→ Directions
Repeat every line of the material that follows, word for word.

→ Input for this task
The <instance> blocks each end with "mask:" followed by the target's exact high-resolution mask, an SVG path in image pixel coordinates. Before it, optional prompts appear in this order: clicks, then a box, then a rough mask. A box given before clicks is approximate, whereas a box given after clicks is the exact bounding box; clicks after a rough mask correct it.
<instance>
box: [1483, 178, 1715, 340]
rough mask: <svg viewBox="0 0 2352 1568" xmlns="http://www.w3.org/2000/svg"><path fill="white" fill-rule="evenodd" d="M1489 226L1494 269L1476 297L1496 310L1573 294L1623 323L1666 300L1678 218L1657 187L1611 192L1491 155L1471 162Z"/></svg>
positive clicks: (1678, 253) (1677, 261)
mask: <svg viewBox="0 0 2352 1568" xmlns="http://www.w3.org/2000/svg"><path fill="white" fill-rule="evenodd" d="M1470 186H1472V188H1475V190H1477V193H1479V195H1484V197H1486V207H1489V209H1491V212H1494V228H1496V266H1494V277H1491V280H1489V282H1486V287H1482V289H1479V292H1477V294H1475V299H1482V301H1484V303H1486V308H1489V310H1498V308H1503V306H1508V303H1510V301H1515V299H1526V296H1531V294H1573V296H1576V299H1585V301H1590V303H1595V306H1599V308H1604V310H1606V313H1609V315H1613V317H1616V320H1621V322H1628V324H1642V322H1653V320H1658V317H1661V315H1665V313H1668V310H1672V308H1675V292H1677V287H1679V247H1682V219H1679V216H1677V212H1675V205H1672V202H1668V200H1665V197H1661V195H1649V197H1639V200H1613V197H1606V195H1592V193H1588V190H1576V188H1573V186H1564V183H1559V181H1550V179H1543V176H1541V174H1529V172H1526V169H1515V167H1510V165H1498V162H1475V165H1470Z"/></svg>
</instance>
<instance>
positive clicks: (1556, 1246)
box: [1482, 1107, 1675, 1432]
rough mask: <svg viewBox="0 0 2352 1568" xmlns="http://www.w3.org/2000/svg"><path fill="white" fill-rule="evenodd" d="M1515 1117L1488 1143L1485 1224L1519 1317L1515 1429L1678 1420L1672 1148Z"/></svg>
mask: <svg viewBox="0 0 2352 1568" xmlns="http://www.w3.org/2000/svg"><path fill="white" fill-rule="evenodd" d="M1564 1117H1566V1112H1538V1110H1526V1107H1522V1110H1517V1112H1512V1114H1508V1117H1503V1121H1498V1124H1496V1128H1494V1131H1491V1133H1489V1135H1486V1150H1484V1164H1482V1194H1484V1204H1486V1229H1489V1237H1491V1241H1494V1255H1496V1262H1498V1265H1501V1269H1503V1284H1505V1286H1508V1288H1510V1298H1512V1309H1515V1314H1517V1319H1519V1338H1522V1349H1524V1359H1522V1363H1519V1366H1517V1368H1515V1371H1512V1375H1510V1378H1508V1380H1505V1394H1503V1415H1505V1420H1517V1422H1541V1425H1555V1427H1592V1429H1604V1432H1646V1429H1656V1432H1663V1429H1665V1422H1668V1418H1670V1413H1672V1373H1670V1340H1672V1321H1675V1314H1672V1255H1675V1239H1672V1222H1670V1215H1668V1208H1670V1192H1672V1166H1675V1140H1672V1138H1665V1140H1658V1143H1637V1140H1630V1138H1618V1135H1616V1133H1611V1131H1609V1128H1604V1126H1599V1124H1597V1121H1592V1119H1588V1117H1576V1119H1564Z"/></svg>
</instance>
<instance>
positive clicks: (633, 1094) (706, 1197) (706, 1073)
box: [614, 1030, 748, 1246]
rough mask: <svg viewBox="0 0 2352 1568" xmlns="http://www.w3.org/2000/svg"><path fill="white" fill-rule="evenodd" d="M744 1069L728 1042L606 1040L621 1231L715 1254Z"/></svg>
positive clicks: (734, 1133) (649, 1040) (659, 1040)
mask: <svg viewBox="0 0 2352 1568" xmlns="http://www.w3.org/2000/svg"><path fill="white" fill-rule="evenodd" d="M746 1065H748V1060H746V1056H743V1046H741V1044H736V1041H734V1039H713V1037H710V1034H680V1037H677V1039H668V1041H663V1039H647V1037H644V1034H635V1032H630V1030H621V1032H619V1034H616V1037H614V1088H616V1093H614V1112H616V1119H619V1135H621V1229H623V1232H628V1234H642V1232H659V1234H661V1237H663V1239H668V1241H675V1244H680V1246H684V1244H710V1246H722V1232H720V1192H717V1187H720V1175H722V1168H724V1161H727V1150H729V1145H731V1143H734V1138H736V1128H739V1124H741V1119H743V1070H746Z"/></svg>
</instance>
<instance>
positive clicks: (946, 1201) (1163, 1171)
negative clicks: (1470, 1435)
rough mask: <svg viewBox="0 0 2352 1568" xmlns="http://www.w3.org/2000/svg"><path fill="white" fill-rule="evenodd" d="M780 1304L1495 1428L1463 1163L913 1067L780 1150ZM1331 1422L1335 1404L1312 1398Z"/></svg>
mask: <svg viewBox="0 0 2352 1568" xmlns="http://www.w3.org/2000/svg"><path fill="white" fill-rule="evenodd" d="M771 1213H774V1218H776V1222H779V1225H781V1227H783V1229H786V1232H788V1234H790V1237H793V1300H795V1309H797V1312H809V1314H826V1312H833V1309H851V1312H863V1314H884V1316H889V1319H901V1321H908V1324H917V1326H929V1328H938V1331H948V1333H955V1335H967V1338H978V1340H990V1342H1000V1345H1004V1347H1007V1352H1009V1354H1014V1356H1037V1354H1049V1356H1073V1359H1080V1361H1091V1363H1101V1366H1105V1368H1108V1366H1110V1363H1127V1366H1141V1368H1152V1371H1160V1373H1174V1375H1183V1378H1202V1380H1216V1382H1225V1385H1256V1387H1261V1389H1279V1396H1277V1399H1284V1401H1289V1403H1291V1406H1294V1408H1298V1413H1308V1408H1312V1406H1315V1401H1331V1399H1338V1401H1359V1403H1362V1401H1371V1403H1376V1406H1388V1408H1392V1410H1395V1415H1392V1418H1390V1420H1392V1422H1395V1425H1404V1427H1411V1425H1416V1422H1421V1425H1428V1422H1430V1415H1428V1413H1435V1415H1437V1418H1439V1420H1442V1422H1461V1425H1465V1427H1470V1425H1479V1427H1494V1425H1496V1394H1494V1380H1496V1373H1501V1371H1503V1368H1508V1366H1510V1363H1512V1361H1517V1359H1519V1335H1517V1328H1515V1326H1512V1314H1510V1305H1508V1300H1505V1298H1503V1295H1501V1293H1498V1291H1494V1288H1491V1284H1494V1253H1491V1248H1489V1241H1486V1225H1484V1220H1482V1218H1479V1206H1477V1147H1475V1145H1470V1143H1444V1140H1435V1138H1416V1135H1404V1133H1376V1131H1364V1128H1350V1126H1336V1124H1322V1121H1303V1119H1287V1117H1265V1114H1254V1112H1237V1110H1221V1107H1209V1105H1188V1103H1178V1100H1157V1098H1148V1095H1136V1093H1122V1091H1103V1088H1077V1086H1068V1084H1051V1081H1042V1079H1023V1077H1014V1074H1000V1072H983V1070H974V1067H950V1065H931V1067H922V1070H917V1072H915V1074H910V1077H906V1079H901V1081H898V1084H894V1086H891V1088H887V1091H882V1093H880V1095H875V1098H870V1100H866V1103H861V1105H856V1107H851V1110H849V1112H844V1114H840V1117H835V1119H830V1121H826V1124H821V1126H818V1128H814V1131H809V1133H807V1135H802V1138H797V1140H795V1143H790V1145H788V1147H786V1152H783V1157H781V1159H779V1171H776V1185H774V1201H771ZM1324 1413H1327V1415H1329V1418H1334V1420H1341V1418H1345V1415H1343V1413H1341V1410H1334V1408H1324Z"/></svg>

→ Solution to the problem
The <instance> blocks each end with "mask:" followed by the target's exact high-resolution mask, an SVG path in image pixel coordinates. Before it, optional prompts appear in this order: clicks, then a box, then a rough mask. A box given before clicks is approximate, whereas a box given after clicks is the exact bounding box; clicks after a rough mask correct it.
<instance>
box: [1483, 178, 1715, 340]
rough mask: <svg viewBox="0 0 2352 1568" xmlns="http://www.w3.org/2000/svg"><path fill="white" fill-rule="evenodd" d="M1489 226L1494 269L1476 297L1496 310L1573 294L1623 323L1666 300L1678 218L1657 187L1611 192L1491 155L1471 162Z"/></svg>
positive clicks: (1678, 253) (1677, 261)
mask: <svg viewBox="0 0 2352 1568" xmlns="http://www.w3.org/2000/svg"><path fill="white" fill-rule="evenodd" d="M1470 186H1472V188H1475V190H1477V193H1479V195H1484V197H1486V207H1489V209H1491V212H1494V228H1496V266H1494V277H1491V280H1489V282H1486V287H1482V289H1479V292H1477V294H1475V299H1482V301H1484V303H1486V308H1489V310H1498V308H1503V306H1508V303H1510V301H1515V299H1526V296H1531V294H1573V296H1576V299H1585V301H1590V303H1595V306H1599V308H1604V310H1606V313H1609V315H1613V317H1616V320H1621V322H1628V324H1642V322H1653V320H1658V317H1661V315H1665V313H1668V310H1672V308H1675V292H1677V287H1679V247H1682V219H1679V216H1677V212H1675V205H1672V202H1668V200H1665V197H1661V195H1649V197H1639V200H1613V197H1606V195H1592V193H1588V190H1576V188H1573V186H1564V183H1559V181H1550V179H1543V176H1541V174H1529V172H1526V169H1515V167H1510V165H1498V162H1475V165H1470Z"/></svg>
</instance>
<instance>
positive clicks: (1556, 1246)
box: [1482, 1107, 1675, 1432]
rough mask: <svg viewBox="0 0 2352 1568" xmlns="http://www.w3.org/2000/svg"><path fill="white" fill-rule="evenodd" d="M1515 1117L1488 1143L1485 1224L1519 1317L1515 1429L1678 1420L1672 1148Z"/></svg>
mask: <svg viewBox="0 0 2352 1568" xmlns="http://www.w3.org/2000/svg"><path fill="white" fill-rule="evenodd" d="M1564 1117H1566V1112H1538V1110H1526V1107H1522V1110H1517V1112H1512V1114H1508V1117H1503V1121H1498V1124H1496V1128H1494V1131H1491V1133H1489V1135H1486V1150H1484V1164H1482V1194H1484V1204H1486V1229H1489V1237H1491V1241H1494V1255H1496V1262H1498V1265H1501V1269H1503V1284H1505V1286H1508V1288H1510V1298H1512V1309H1515V1314H1517V1319H1519V1338H1522V1349H1524V1359H1522V1363H1519V1366H1517V1368H1515V1371H1512V1375H1510V1378H1508V1380H1505V1394H1503V1415H1505V1420H1517V1422H1541V1425H1555V1427H1592V1429H1604V1432H1646V1429H1656V1432H1663V1429H1665V1422H1668V1418H1670V1413H1672V1373H1670V1340H1672V1321H1675V1314H1672V1255H1675V1239H1672V1222H1670V1215H1668V1208H1670V1192H1672V1166H1675V1140H1672V1138H1665V1140H1658V1143H1637V1140H1630V1138H1618V1135H1616V1133H1611V1131H1609V1128H1604V1126H1599V1124H1597V1121H1592V1119H1588V1117H1576V1119H1564Z"/></svg>
</instance>
<instance>
positive clicks: (633, 1094) (706, 1197) (706, 1073)
box: [614, 1030, 748, 1246]
rough mask: <svg viewBox="0 0 2352 1568" xmlns="http://www.w3.org/2000/svg"><path fill="white" fill-rule="evenodd" d="M744 1069L728 1042L606 1040L621 1231L715 1254Z"/></svg>
positive clicks: (734, 1133) (649, 1040) (659, 1040)
mask: <svg viewBox="0 0 2352 1568" xmlns="http://www.w3.org/2000/svg"><path fill="white" fill-rule="evenodd" d="M746 1065H748V1060H746V1056H743V1046H741V1044H736V1041H734V1039H713V1037H710V1034H680V1037H677V1039H668V1041H663V1039H647V1037H644V1034H635V1032H630V1030H621V1032H619V1034H616V1037H614V1088H616V1093H614V1112H616V1119H619V1135H621V1229H623V1232H628V1234H642V1232H659V1234H661V1237H663V1239H668V1241H675V1244H680V1246H684V1244H710V1246H722V1232H720V1192H717V1187H720V1175H722V1168H724V1161H727V1150H729V1145H731V1143H734V1138H736V1128H739V1124H741V1119H743V1070H746Z"/></svg>
</instance>
<instance>
positive clicks: (946, 1201) (1163, 1171)
negative clicks: (1470, 1435)
rough mask: <svg viewBox="0 0 2352 1568" xmlns="http://www.w3.org/2000/svg"><path fill="white" fill-rule="evenodd" d="M780 1304L1495 1428L1463 1163L913 1067L780 1150ZM1331 1422L1335 1404L1312 1398Z"/></svg>
mask: <svg viewBox="0 0 2352 1568" xmlns="http://www.w3.org/2000/svg"><path fill="white" fill-rule="evenodd" d="M771 1213H774V1218H776V1222H779V1225H781V1227H783V1229H786V1232H788V1234H790V1237H793V1300H795V1309H797V1312H809V1314H826V1312H833V1309H851V1312H863V1314H884V1316H889V1319H901V1321H908V1324H917V1326H929V1328H938V1331H948V1333H955V1335H967V1338H978V1340H990V1342H1000V1345H1004V1347H1007V1352H1009V1354H1014V1356H1037V1354H1049V1356H1073V1359H1080V1361H1091V1363H1101V1366H1105V1368H1108V1366H1110V1363H1127V1366H1141V1368H1152V1371H1160V1373H1174V1375H1183V1378H1202V1380H1216V1382H1225V1385H1256V1387H1261V1389H1279V1396H1277V1399H1284V1401H1289V1403H1291V1406H1294V1408H1298V1413H1308V1408H1312V1406H1315V1401H1331V1399H1338V1401H1359V1403H1362V1401H1371V1403H1376V1406H1388V1408H1392V1410H1395V1415H1392V1418H1390V1420H1392V1422H1395V1425H1404V1427H1411V1425H1416V1422H1421V1425H1428V1422H1430V1415H1428V1413H1435V1415H1437V1418H1439V1420H1442V1422H1461V1425H1465V1427H1470V1425H1479V1427H1494V1425H1496V1394H1494V1380H1496V1373H1501V1371H1503V1368H1508V1366H1510V1363H1512V1361H1517V1359H1519V1335H1517V1328H1515V1326H1512V1314H1510V1305H1508V1300H1505V1298H1503V1295H1501V1293H1498V1291H1494V1288H1491V1284H1494V1253H1491V1248H1489V1241H1486V1225H1484V1220H1482V1218H1479V1206H1477V1147H1475V1145H1470V1143H1444V1140H1435V1138H1416V1135H1404V1133H1376V1131H1364V1128H1350V1126H1336V1124H1322V1121H1303V1119H1287V1117H1265V1114H1254V1112H1237V1110H1221V1107H1209V1105H1188V1103H1178V1100H1157V1098H1148V1095H1136V1093H1122V1091H1103V1088H1077V1086H1068V1084H1051V1081H1042V1079H1023V1077H1014V1074H1000V1072H983V1070H974V1067H950V1065H931V1067H922V1070H917V1072H915V1074H910V1077H906V1079H901V1081H898V1084H894V1086H891V1088H887V1091H882V1093H880V1095H875V1098H870V1100H866V1103H861V1105H856V1107H851V1110H849V1112H844V1114H840V1117H835V1119H830V1121H826V1124H821V1126H818V1128H814V1131H809V1133H807V1135H802V1138H797V1140H795V1143H790V1145H788V1147H786V1152H783V1157H781V1159H779V1171H776V1185H774V1201H771ZM1324 1413H1327V1415H1329V1418H1334V1420H1341V1418H1345V1415H1343V1413H1341V1410H1334V1408H1324Z"/></svg>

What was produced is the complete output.